§ WORK ITEM
Each line in the listing below that contains "wave" should be returned.

§ EXERCISE MATERIALS
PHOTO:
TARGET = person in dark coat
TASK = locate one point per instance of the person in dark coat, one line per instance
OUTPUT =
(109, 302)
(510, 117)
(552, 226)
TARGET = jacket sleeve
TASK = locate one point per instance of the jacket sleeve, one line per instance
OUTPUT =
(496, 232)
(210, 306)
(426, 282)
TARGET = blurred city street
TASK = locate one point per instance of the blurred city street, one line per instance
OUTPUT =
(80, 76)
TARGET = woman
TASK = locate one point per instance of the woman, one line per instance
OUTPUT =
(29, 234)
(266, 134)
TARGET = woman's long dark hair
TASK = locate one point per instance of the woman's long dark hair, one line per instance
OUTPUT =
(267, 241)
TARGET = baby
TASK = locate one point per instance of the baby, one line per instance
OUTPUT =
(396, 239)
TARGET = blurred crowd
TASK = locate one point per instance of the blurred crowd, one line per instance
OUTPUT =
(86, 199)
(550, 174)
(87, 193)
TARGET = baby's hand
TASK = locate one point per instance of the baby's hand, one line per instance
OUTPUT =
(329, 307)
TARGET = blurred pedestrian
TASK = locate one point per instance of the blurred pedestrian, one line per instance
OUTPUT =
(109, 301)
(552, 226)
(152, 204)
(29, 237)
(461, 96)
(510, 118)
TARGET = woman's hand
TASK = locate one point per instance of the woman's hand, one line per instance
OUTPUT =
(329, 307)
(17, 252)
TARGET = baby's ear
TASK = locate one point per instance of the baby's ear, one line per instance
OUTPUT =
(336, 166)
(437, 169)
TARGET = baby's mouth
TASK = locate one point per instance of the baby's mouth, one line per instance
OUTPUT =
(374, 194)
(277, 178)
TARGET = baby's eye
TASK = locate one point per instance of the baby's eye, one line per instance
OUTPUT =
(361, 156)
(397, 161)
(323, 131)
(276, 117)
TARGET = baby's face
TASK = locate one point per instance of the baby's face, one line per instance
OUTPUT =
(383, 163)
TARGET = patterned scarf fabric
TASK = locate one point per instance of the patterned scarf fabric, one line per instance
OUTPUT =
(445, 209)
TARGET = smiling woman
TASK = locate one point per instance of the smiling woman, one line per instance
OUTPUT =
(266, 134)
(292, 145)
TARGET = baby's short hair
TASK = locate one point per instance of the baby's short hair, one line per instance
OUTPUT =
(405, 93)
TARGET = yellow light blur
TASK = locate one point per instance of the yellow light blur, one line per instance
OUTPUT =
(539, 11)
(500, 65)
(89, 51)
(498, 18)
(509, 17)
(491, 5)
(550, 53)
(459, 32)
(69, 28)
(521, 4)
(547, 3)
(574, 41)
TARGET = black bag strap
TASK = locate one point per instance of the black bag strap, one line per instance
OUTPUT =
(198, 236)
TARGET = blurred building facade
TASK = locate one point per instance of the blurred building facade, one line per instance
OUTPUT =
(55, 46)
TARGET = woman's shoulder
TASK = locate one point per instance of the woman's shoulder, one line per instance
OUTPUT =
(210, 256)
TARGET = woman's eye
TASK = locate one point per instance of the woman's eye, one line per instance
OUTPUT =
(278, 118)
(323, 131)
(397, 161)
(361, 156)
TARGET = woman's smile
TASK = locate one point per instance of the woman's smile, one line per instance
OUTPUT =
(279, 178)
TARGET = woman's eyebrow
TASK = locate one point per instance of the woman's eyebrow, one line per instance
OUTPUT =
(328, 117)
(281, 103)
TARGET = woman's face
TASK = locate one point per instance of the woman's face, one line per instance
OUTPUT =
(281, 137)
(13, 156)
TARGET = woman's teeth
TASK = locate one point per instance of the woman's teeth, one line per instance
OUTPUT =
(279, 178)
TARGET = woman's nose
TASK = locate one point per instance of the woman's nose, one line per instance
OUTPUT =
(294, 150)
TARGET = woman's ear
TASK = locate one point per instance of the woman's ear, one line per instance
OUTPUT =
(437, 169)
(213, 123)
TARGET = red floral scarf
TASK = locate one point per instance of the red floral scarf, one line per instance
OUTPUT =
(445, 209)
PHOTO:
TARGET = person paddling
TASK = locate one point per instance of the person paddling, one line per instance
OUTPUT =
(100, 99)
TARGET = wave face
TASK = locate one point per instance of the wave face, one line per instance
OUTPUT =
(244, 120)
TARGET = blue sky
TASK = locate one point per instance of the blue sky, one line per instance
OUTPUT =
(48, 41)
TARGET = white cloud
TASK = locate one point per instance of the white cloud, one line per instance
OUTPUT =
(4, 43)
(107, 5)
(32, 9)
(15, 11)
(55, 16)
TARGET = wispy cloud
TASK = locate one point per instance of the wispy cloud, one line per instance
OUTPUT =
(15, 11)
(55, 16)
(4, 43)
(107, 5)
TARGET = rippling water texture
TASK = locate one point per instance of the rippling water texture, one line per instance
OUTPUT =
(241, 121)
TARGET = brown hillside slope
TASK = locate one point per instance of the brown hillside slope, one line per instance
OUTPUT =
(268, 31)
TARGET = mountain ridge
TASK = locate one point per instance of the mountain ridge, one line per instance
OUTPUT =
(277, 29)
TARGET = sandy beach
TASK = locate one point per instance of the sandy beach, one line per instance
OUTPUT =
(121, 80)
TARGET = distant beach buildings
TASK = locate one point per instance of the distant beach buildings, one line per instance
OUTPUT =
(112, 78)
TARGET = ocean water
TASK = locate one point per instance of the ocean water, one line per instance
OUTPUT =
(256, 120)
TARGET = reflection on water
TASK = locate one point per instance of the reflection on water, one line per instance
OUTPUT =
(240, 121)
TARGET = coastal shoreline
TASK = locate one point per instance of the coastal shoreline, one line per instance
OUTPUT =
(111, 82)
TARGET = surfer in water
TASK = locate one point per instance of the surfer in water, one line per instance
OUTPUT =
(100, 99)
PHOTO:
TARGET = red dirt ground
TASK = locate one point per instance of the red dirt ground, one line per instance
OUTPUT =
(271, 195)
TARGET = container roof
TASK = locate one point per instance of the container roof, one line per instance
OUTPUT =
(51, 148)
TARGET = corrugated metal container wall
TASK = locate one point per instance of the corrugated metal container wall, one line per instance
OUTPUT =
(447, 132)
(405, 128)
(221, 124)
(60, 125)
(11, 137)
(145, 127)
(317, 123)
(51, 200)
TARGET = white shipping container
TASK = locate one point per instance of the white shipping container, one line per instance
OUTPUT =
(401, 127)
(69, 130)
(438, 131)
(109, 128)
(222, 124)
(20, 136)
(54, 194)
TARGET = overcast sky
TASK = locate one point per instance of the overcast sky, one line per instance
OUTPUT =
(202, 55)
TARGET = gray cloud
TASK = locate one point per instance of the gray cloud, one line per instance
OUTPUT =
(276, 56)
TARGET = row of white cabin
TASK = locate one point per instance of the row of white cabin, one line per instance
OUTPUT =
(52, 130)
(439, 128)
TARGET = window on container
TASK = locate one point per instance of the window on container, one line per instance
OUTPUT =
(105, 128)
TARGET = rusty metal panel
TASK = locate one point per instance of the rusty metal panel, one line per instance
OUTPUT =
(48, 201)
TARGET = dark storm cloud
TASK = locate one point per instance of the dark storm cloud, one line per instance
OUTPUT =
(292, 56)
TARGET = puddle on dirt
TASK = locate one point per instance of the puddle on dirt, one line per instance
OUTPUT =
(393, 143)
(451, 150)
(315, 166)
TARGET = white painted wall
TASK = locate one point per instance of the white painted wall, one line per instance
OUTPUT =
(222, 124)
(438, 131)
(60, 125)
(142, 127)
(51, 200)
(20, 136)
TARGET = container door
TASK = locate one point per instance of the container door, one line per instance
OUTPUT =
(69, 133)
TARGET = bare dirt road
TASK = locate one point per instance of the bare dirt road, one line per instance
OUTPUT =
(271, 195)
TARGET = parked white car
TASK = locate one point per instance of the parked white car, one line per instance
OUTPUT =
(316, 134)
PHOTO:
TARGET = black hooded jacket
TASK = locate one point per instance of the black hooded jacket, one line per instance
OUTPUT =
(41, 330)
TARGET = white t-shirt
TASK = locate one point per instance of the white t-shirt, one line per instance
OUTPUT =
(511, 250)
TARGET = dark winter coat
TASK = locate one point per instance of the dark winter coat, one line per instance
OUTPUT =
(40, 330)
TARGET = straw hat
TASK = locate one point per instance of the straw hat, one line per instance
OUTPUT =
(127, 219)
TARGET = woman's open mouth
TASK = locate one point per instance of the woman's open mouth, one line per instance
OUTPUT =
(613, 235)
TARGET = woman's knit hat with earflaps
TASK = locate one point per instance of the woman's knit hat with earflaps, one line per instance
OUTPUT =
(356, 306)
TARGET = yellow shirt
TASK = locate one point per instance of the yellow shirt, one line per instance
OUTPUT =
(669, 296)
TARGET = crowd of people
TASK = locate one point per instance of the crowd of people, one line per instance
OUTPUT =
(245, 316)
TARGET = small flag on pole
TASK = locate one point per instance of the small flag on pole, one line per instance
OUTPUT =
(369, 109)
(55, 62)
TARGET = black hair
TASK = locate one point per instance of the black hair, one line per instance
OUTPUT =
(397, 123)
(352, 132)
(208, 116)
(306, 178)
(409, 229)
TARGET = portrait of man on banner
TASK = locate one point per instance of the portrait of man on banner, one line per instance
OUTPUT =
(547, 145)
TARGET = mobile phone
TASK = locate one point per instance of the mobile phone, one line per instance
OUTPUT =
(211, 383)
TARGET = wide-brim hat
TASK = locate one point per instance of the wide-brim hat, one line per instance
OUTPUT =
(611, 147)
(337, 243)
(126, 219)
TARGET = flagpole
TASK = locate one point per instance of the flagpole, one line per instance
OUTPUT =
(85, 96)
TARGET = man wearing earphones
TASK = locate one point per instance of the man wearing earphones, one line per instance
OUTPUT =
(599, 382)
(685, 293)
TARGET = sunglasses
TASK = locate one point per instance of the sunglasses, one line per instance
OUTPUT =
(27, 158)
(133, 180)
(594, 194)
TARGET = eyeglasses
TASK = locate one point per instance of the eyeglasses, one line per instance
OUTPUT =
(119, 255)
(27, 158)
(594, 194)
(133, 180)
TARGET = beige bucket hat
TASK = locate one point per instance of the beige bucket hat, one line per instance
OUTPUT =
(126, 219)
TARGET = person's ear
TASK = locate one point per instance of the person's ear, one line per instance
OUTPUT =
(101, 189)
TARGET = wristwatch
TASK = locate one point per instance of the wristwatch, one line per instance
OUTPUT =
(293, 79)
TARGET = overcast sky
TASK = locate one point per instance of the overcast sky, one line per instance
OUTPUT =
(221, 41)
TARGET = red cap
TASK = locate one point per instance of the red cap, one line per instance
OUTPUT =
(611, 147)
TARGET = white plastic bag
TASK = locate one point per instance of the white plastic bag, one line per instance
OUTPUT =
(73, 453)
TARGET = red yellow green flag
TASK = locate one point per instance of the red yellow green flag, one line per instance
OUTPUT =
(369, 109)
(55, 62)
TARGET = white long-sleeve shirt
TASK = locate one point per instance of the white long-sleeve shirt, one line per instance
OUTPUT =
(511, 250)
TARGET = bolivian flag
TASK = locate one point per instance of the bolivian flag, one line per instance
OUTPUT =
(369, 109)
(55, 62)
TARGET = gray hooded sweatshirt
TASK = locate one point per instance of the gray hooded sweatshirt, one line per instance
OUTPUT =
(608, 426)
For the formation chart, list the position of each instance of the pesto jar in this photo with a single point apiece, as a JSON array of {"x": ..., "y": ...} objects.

§ RESULT BELOW
TARGET = wave face
TASK = locate one point per instance of the wave face, one line per instance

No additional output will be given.